The entries below should be set down again exactly, with every picture left out.

* **Photo-based referring expression data**
----

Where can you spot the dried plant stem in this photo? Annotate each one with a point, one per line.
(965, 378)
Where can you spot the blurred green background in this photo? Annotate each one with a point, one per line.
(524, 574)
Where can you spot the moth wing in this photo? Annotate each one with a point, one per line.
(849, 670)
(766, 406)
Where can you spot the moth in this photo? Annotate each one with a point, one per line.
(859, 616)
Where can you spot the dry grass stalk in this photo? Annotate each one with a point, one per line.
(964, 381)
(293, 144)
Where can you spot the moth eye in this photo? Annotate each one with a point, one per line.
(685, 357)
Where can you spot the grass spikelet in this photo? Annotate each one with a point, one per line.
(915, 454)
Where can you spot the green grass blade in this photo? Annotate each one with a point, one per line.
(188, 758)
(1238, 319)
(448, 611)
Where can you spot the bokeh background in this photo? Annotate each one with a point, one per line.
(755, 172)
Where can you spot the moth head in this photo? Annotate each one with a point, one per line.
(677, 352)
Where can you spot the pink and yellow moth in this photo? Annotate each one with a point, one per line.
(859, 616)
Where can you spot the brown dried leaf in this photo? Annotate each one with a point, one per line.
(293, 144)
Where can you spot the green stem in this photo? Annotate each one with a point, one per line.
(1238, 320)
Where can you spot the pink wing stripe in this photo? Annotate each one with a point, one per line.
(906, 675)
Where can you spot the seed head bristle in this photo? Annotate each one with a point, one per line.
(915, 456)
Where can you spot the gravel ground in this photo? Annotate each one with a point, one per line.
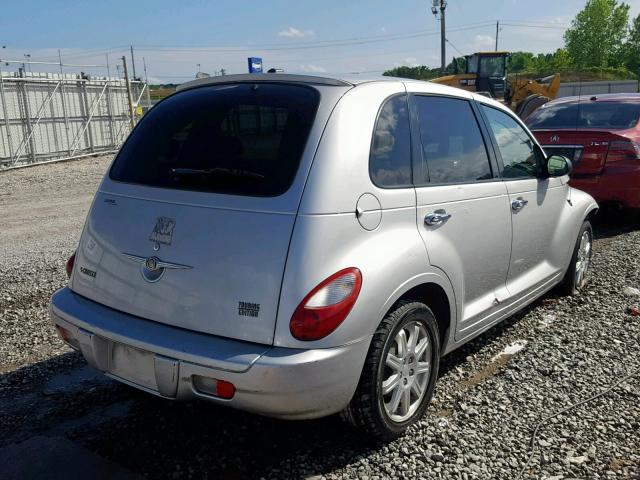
(490, 396)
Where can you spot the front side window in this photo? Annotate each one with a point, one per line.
(452, 144)
(239, 139)
(515, 145)
(390, 157)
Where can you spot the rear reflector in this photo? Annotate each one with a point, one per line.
(69, 265)
(67, 337)
(623, 150)
(326, 306)
(213, 387)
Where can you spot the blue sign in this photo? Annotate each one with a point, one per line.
(255, 64)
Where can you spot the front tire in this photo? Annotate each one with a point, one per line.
(578, 272)
(399, 375)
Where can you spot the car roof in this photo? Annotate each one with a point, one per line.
(349, 80)
(345, 80)
(604, 97)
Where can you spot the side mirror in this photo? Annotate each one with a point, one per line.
(557, 166)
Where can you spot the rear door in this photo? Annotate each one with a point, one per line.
(535, 205)
(192, 225)
(462, 207)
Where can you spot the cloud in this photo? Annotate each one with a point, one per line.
(484, 42)
(311, 68)
(293, 32)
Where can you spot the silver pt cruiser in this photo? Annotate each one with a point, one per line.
(298, 246)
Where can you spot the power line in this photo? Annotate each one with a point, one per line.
(533, 26)
(341, 43)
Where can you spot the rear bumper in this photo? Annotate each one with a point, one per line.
(273, 381)
(619, 185)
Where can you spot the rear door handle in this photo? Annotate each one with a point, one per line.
(437, 217)
(518, 204)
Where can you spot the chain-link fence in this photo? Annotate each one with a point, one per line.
(47, 116)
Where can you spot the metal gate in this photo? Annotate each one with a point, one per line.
(47, 117)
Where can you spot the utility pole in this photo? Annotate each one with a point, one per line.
(126, 79)
(133, 63)
(441, 5)
(146, 81)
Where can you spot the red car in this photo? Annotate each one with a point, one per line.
(601, 136)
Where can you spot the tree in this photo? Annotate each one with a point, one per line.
(596, 35)
(632, 47)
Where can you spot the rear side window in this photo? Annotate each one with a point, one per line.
(515, 145)
(587, 114)
(452, 144)
(390, 157)
(242, 139)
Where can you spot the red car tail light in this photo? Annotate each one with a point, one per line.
(69, 265)
(214, 387)
(623, 150)
(326, 306)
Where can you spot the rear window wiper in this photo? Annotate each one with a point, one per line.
(216, 171)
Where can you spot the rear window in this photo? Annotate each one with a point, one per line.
(587, 114)
(242, 139)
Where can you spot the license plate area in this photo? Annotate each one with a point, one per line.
(133, 365)
(573, 153)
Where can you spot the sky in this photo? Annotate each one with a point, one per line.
(175, 36)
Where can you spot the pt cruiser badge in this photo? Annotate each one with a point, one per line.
(152, 268)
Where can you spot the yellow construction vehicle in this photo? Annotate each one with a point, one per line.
(486, 72)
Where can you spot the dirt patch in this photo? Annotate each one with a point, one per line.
(487, 372)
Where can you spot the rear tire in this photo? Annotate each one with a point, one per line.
(399, 374)
(578, 272)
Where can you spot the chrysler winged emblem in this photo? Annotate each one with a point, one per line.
(163, 231)
(152, 268)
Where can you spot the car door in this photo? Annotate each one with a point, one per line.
(462, 207)
(536, 201)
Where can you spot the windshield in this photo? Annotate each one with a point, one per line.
(472, 64)
(587, 114)
(242, 139)
(492, 66)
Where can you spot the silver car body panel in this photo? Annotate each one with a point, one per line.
(237, 246)
(487, 259)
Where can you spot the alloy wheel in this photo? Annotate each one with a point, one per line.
(406, 372)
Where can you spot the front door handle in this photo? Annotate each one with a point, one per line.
(518, 204)
(437, 217)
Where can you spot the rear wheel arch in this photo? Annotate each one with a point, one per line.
(437, 299)
(592, 213)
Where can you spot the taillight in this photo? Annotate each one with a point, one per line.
(623, 150)
(69, 265)
(326, 306)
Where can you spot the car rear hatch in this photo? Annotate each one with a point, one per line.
(586, 131)
(192, 224)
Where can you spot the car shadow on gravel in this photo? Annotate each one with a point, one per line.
(163, 439)
(610, 222)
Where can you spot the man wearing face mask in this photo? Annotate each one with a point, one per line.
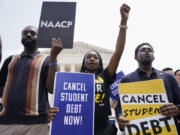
(25, 82)
(144, 55)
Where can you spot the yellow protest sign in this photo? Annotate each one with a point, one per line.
(140, 102)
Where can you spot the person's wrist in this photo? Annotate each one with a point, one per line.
(52, 64)
(123, 26)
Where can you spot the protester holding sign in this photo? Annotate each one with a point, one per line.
(144, 54)
(25, 82)
(92, 63)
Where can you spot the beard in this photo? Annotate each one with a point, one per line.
(29, 44)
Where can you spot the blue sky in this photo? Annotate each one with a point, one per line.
(156, 22)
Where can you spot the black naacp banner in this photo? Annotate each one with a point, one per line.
(57, 21)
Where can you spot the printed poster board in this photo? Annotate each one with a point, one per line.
(74, 95)
(140, 102)
(57, 21)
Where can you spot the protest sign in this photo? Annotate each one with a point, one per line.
(57, 21)
(140, 102)
(74, 95)
(114, 91)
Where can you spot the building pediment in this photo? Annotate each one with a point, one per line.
(82, 48)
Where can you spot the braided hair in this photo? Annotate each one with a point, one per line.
(100, 66)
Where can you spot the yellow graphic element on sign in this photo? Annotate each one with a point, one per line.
(157, 131)
(134, 112)
(142, 87)
(140, 103)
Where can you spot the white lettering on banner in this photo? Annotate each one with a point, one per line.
(73, 120)
(143, 98)
(74, 86)
(57, 24)
(74, 97)
(73, 108)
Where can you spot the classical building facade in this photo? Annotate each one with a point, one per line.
(70, 60)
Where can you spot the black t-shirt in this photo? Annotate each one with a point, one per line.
(102, 105)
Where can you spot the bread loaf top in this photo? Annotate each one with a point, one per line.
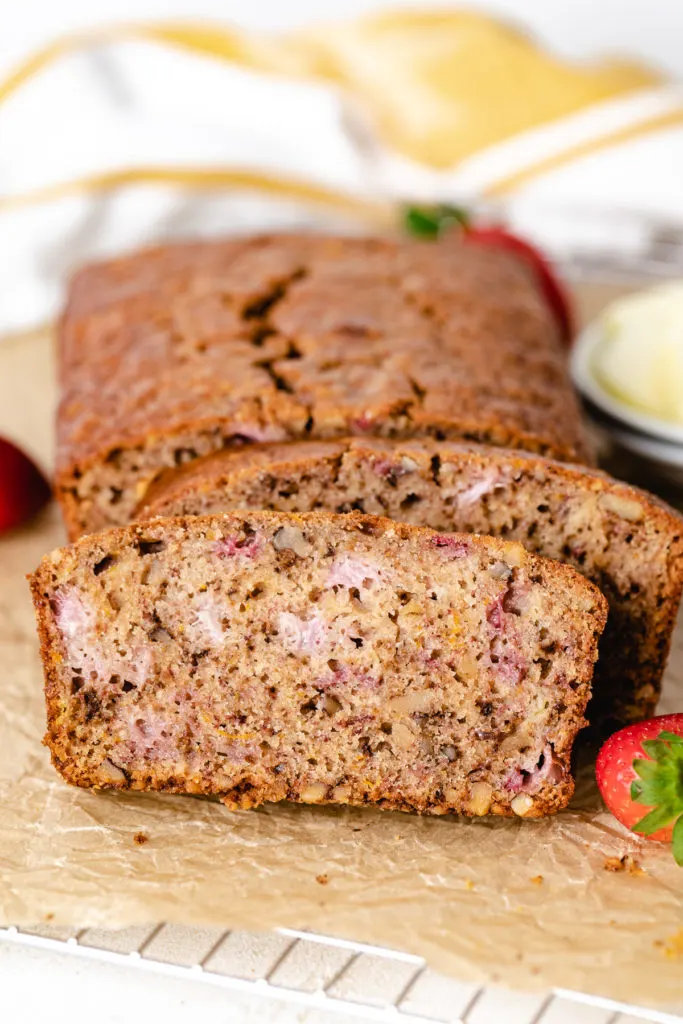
(175, 352)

----

* **Task solution**
Where can you spot the dried plant stem in this photo? Annotate each one with a point, one per line.
(965, 378)
Where can you spot the blurred green background in this photo? Annotate each one with a point, one per line.
(524, 574)
Where can you spot the moth wing in this photo? Annotate each one with a point, one per line.
(849, 670)
(766, 406)
Where can you spot the moth in this photo? Annotate each one with a point, one per line.
(859, 616)
Where can you spot the dry grass stalk in this photo? Annotate each one with a point, one per line.
(964, 381)
(293, 144)
Where can you spot the moth eye in this photo? Annotate each one with a point, one per line.
(685, 357)
Where can you spot the grass spikelet in this photo? Annotate each one with a point, one per line.
(915, 454)
Where can you spot the green grass blade in this photo? Annotate each one with a point, one per line.
(188, 758)
(1238, 319)
(448, 611)
Where can you spot the bokeh background in this photo? Annotate each one with a point, one per line.
(755, 172)
Where can you spot the moth head in this photo? Annotate each one with a point, one per line.
(677, 352)
Where can you spot the pink and yellow moth in this photo? Annotate each one with a point, one per line.
(859, 616)
Where can you spot the brown dried leaf in this photo? Annotate each one with a point, one per line.
(293, 144)
Where can you spot the green stem in this photo? Annotate each one with a point, one per line.
(1238, 320)
Where can you spot the pink wing stripe in this photo? Annotate each one with a point, one per line.
(906, 675)
Where can you spot the seed head bristle in this photo? Annotate each one with a point, one per line.
(915, 456)
Where can you spot the gravel ground in this photo? Annotate each one with a point, one per line.
(490, 396)
Where can you spot the front side window in this photo? Annotate each one with a point, one per line.
(452, 144)
(239, 139)
(515, 145)
(390, 157)
Where can you spot the rear reflector in this photo? Annotate each one with a point, one per line.
(69, 265)
(67, 337)
(623, 150)
(326, 306)
(213, 387)
Where can you spot the blue sign in this photo? Annotate each one with a point, one per line.
(255, 64)
Where can you spot the front tire in this photo? Annotate each one with a point, one per line.
(578, 272)
(399, 375)
Where can you spot the car roof in this photo? Annotate each one with a point, one per line.
(349, 80)
(345, 80)
(604, 97)
Where can you spot the side mirror in this photo? Annotate each one with a point, one per line.
(557, 166)
Where can you spot the rear door in this photo? Annotate each one with a point, one per line.
(535, 205)
(192, 225)
(462, 207)
Where can you spot the cloud in this photo? Annotate each one with a point, one per line.
(484, 42)
(311, 68)
(293, 32)
Where can you spot the silver pt cruiser in this photo? Annotate each one with a point, one per line.
(298, 246)
Where can you spot the power line in this photo? Annotate each one with a point, one per line.
(533, 26)
(341, 43)
Where can you spot the rear bumper in this photo? Annotate each one with a point, one per line.
(273, 381)
(619, 185)
Where can you spot the rear door handle in this photo? Annotate each one with a point, one per line.
(437, 217)
(518, 204)
Where can you spot the chain-link fence in this photo? Annotate each one with a point, one per line.
(47, 116)
Where can you spot the metal gate in this photo? Annotate each one with a point, one per line.
(47, 117)
Where can you spot the utility pole in this photo? Annotate each one with a point, one per line.
(126, 79)
(133, 63)
(441, 5)
(146, 81)
Where can you spot the red car in this photo? Annotate each one with a point, one per line.
(601, 136)
Where can you spot the tree in this photo? Annotate each one with a point, one per line.
(596, 35)
(632, 47)
Where can you spot the rear side window in this photo? Annotate each one with a point, one per line.
(515, 145)
(587, 114)
(452, 144)
(390, 157)
(242, 139)
Where can you spot the red car tail light in this photo? Annotate each one with a point, one per line.
(69, 265)
(214, 387)
(623, 150)
(326, 306)
Where can you spot the rear window wiper in this photo? Annotate each one with a point, one per line.
(216, 171)
Where can you spot the rear window in this photo? Annotate each one with a point, one per line.
(587, 114)
(242, 139)
Where can you spot the license plate area in this photo? Annotate each one with a point, one per line.
(133, 365)
(573, 153)
Where can you spot the sky in this photo? Annotate each one with a point, one per line.
(175, 36)
Where can you spot the pt cruiser badge in this photo? Annotate each one with a point, one per line.
(152, 268)
Where can you spot the yellow construction vehicle in this photo? Annotate each one with a point, one per line.
(486, 72)
Where can you spot the dirt patch in this photo? Annotate each one with a point, one per line.
(487, 372)
Where can you spot the rear tire in this photo? Annotate each one with a point, one per line.
(399, 374)
(578, 272)
Where can you spot the chrysler winged emblem in this photo? Annotate each one with a point, one per line.
(163, 231)
(152, 268)
Where can you spot the car door in this photo? Annotate each one with a point, one per line.
(462, 207)
(536, 201)
Where can you spot the windshield in this photo? Annotate each one with a point, one per line.
(472, 64)
(587, 114)
(242, 139)
(492, 66)
Where can you spot the silver car body panel in this photo? Annotate each one with a point, one per line.
(237, 246)
(487, 259)
Where can you spot the alloy wheel in this photo? Annotate each one with a point, one per line.
(406, 372)
Where can you spot the front door handle in this photo? Annotate each one with a point, one per line.
(518, 204)
(437, 217)
Where can you spot the rear wheel arch in this photo? Annotate each one with a point, one per line.
(437, 299)
(592, 213)
Where can you spot the taillight in this photo? Annotate each one with a point, one per line.
(623, 150)
(69, 265)
(326, 306)
Where can you spot the car rear hatch in this photo? Annotate each one with a point, one per line.
(586, 131)
(192, 224)
Where can you spot the car shadow on gravel in this photo? Annotate each one with a point, one per line.
(163, 439)
(610, 222)
Where can you spot the man wearing face mask in this photo? Annotate each one with a point, one per line.
(25, 82)
(144, 55)
Where can you spot the yellow protest sign in this photo? Annotate each one with a point, one per line.
(140, 102)
Where can you spot the person's wrist in this photo? Annotate each one with a point, one per line.
(52, 64)
(123, 26)
Where can you spot the protester holding sign in this photo? Annotate each one with a point, one per line.
(144, 54)
(25, 82)
(92, 63)
Where can you spot the beard in this photo? Annotate each one with a point, one per line.
(29, 44)
Where can you spot the blue sky in this photo? Annotate each one with a point, one per line.
(156, 22)
Where can you spot the black naacp banner in this photo? Annotate each one with a point, one per line.
(57, 21)
Where can you spot the printed poster board in this photo? Annotate each one with a point, one per line.
(74, 95)
(140, 102)
(57, 21)
Where can you spot the protest sign in this photo? Annotate each one with a point, one per line.
(57, 21)
(140, 102)
(74, 95)
(114, 91)
Where can you spot the building pediment in this photo? Annotate each one with a point, one per line.
(82, 48)
Where can you spot the braided hair in this photo? Annotate each one with a point, one per line.
(100, 66)
Where can you spot the yellow graphic element on sign in this photo? Annotate each one with a point, one per line.
(157, 131)
(134, 112)
(142, 87)
(140, 103)
Where can you spot the white lettering on banner in this photo? Annotate each one with a point, one per line.
(73, 120)
(143, 98)
(74, 86)
(57, 24)
(74, 97)
(73, 108)
Where can you spot the classical building facade in this photo? Annotate each one with a point, one per line.
(70, 60)
Where can you spot the black t-shirt in this photo? Annotate each one with a point, one per line.
(102, 105)
Where can you spot the bread loaf top in this photo? Annotate each one with a point, one per line.
(175, 352)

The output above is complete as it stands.